LIST OF TASKS:
1) According to the article on recording video with an iPad, which cameras was the iPhone 4s pitted against at Zacuto's Revenge of the Great Camera Shootout?
2) Select every line in the rows that contains the word "concrete".

Video / Buying Guide

How to Use your iPad to Record Video

Go to nearly any tourist attraction these days, and you will see quite a few people taking pictures and video with their iPads. Now, I’ve groaned to myself in the past whenever I’d see that transpire, often thinking, “Why don’t they just use a real camera, or even a cell phone?” It seems so impractical to use an iPad, of all things. However, as iPads have grown in their processing abilities and their ubiquity, I have come to realize that with a little help from additional software and hardware, the iPad can be made into a powerful filmmaking tool. Not just for running ancillary apps to assist you in your filmmaking (as we’ve covered here), but as an actual video camera that can be used to tell your story.

Ever since the capability for shooting HD-resolution video on iOS devices was introduced, filmmakers of all backgrounds put them to use in some form or fashion if the need arose. The iPhone, especially, has been used exclusively on countless productions ranging from small no-budget projects to high-end commercial shoots, like this one for Bentley Motors, shot entirely on iPhone 5s cameras. In 2012, the comparatively diminutive iPhone 4s showed that it could hang with the big boys at Zacuto’s Revenge of the Great Camera Shootout where they pitted it against industry-standard cameras like the ARRI Alexa and the Canon C300, which cost many, many times more. The shootout is definitely worth watching if you have the time. So, now that we’ve established that iOS devices can, in fact, shoot video that is useable in situations beyond tourist traps, let’s dive into how you can get some good quality, and even cinematic footage out of your iPad’s camera.

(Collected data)
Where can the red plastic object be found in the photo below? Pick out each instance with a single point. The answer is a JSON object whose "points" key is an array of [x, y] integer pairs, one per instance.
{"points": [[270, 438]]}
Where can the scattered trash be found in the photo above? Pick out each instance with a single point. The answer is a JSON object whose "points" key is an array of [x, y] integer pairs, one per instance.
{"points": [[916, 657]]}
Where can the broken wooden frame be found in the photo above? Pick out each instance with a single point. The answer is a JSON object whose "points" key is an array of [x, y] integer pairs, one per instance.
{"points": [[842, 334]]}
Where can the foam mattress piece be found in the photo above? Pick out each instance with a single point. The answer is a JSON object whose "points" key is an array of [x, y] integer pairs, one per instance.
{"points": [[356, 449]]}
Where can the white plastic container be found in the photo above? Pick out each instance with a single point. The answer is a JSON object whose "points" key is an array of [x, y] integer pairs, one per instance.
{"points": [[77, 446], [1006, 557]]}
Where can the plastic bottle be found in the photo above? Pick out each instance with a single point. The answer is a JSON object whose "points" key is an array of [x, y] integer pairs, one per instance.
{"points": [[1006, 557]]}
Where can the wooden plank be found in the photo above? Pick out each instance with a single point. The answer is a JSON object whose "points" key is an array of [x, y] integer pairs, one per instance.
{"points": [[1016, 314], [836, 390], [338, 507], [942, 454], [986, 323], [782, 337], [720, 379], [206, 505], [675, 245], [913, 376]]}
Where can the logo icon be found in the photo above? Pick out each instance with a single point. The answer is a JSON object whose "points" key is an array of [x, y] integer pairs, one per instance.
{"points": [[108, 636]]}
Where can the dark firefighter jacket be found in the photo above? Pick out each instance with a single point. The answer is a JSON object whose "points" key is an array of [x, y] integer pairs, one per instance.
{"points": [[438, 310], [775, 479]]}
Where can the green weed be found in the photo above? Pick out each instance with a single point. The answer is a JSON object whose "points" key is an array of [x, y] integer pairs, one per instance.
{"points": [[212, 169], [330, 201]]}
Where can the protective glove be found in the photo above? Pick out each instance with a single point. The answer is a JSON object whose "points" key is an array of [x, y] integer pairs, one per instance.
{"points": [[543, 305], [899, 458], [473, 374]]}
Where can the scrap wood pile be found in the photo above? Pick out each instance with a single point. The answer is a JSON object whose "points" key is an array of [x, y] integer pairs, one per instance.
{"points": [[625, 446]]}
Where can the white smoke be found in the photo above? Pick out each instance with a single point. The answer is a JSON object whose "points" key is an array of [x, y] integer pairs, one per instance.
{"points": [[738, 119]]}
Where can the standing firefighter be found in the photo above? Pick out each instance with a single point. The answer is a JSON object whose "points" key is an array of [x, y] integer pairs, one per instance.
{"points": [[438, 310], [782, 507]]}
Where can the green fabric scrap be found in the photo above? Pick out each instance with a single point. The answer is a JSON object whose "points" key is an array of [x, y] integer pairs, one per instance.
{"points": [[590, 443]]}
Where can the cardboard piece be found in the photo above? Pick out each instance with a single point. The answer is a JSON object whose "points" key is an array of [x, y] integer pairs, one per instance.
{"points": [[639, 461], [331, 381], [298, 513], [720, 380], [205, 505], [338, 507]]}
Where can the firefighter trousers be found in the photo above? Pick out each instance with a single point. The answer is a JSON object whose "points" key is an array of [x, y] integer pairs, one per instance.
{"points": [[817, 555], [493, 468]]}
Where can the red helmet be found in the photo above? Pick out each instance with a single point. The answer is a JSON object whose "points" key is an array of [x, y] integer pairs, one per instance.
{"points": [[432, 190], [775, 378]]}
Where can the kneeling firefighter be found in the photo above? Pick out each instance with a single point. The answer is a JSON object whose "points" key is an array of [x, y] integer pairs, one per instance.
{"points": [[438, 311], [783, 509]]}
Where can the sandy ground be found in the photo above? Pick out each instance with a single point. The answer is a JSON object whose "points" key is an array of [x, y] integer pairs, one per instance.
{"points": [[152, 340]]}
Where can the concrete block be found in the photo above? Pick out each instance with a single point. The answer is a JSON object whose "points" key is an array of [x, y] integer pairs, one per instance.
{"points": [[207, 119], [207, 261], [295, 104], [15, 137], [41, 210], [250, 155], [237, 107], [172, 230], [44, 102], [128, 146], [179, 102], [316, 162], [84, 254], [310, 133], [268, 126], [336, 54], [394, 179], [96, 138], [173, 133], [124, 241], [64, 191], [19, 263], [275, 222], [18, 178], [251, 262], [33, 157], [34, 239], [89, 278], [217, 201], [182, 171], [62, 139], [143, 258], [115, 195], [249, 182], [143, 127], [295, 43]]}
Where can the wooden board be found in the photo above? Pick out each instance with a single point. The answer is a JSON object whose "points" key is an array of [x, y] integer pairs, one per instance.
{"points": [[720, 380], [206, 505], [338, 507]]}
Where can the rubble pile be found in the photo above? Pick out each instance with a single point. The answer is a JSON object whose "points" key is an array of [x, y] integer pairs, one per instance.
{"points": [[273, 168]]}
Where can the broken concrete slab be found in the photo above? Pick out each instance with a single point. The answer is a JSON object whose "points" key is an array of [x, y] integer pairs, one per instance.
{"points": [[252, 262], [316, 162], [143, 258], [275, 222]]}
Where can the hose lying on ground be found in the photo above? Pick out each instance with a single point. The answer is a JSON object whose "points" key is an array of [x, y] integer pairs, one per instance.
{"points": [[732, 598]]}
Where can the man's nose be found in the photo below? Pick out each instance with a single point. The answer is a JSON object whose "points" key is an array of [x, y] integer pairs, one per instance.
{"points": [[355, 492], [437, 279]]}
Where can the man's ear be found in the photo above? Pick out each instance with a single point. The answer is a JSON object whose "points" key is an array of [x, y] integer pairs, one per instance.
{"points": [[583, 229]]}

TASK-BY-TASK OUTPUTS:
1) The ARRI Alexa and the Canon C300.

2)
Where can the concrete block be found in the photo above? Pick out each instance with a single point. The answer is a JSON object whose "points" key is an array of [x, y] integer pairs, one per instance.
Where can the broken concrete slab be found in the photo above? Pick out each instance with a single point. The answer is a JSON object whose "points" key is an array of [x, y] integer pairs, one per instance.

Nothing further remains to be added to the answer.